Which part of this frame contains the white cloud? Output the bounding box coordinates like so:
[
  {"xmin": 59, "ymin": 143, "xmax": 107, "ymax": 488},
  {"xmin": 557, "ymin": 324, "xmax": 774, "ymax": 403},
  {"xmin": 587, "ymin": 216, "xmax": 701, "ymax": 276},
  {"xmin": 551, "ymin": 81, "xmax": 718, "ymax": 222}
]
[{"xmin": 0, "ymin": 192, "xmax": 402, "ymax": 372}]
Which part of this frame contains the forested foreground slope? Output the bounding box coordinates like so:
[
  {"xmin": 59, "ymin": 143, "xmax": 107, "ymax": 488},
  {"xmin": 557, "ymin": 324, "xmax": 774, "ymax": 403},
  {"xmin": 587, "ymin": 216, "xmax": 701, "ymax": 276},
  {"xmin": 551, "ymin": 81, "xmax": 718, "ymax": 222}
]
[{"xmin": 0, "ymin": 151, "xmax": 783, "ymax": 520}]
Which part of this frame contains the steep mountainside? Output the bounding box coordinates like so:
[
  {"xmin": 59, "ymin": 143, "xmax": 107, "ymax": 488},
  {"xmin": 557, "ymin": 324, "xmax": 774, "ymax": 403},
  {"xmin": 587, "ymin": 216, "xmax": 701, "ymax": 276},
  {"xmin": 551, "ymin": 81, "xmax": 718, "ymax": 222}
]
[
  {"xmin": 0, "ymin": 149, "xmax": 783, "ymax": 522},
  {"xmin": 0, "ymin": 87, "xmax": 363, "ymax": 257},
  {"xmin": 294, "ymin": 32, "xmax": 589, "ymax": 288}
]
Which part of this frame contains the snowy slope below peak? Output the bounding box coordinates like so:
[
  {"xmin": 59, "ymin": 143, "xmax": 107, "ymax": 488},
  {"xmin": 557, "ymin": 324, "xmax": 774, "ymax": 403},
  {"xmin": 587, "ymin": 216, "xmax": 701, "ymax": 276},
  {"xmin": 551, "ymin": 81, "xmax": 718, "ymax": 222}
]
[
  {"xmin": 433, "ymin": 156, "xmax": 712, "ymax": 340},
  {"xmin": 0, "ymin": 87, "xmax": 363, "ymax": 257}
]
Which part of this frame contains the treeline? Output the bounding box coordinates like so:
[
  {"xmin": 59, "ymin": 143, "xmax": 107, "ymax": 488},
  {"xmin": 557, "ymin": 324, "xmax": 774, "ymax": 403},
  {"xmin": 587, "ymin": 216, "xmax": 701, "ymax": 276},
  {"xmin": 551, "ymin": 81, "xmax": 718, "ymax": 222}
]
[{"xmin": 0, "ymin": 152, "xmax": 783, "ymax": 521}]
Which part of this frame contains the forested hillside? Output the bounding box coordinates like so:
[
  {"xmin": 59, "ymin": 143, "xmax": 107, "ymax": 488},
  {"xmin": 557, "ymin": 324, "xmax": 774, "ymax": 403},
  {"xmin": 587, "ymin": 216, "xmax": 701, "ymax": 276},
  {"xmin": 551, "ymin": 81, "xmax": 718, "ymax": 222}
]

----------------

▶ WRITTEN PROBLEM
Copy every line of the records above verbatim, in the same order.

▶ SOLUTION FOR THIS PROBLEM
Which part of this frame contains the white cloud? Output the bounding box coordinates like so:
[
  {"xmin": 59, "ymin": 143, "xmax": 107, "ymax": 488},
  {"xmin": 557, "ymin": 324, "xmax": 774, "ymax": 403},
  {"xmin": 587, "ymin": 216, "xmax": 701, "ymax": 276},
  {"xmin": 551, "ymin": 81, "xmax": 718, "ymax": 222}
]
[{"xmin": 0, "ymin": 192, "xmax": 402, "ymax": 372}]
Which part of this frame contains the forested foreground slope? Output the bounding box coordinates like so:
[
  {"xmin": 59, "ymin": 143, "xmax": 107, "ymax": 488},
  {"xmin": 557, "ymin": 324, "xmax": 774, "ymax": 403},
  {"xmin": 587, "ymin": 216, "xmax": 701, "ymax": 276},
  {"xmin": 551, "ymin": 81, "xmax": 718, "ymax": 222}
]
[{"xmin": 0, "ymin": 151, "xmax": 783, "ymax": 520}]
Which part of this frame contains the steep mountainside? Output the bounding box coordinates like so:
[
  {"xmin": 59, "ymin": 143, "xmax": 107, "ymax": 488},
  {"xmin": 557, "ymin": 324, "xmax": 774, "ymax": 403},
  {"xmin": 587, "ymin": 216, "xmax": 701, "ymax": 276},
  {"xmin": 551, "ymin": 81, "xmax": 718, "ymax": 222}
]
[
  {"xmin": 0, "ymin": 149, "xmax": 783, "ymax": 522},
  {"xmin": 0, "ymin": 87, "xmax": 363, "ymax": 257},
  {"xmin": 294, "ymin": 32, "xmax": 589, "ymax": 288}
]
Which part of this frame contains the snowy slope below peak? Output the bounding box coordinates like so:
[
  {"xmin": 59, "ymin": 143, "xmax": 107, "ymax": 488},
  {"xmin": 557, "ymin": 324, "xmax": 774, "ymax": 403},
  {"xmin": 587, "ymin": 216, "xmax": 701, "ymax": 276},
  {"xmin": 551, "ymin": 81, "xmax": 718, "ymax": 222}
]
[
  {"xmin": 433, "ymin": 156, "xmax": 712, "ymax": 340},
  {"xmin": 0, "ymin": 87, "xmax": 363, "ymax": 257}
]
Which part of this frame contains the treeline? Output the bounding box coordinates like so:
[
  {"xmin": 59, "ymin": 143, "xmax": 107, "ymax": 488},
  {"xmin": 557, "ymin": 324, "xmax": 774, "ymax": 403},
  {"xmin": 587, "ymin": 216, "xmax": 701, "ymax": 276},
  {"xmin": 551, "ymin": 81, "xmax": 718, "ymax": 222}
]
[{"xmin": 0, "ymin": 152, "xmax": 783, "ymax": 521}]
Which part of this frame contains the forested hillside? Output the bounding box coordinates like so:
[
  {"xmin": 59, "ymin": 143, "xmax": 107, "ymax": 488},
  {"xmin": 557, "ymin": 324, "xmax": 774, "ymax": 403},
  {"xmin": 587, "ymin": 216, "xmax": 701, "ymax": 276},
  {"xmin": 551, "ymin": 81, "xmax": 718, "ymax": 222}
]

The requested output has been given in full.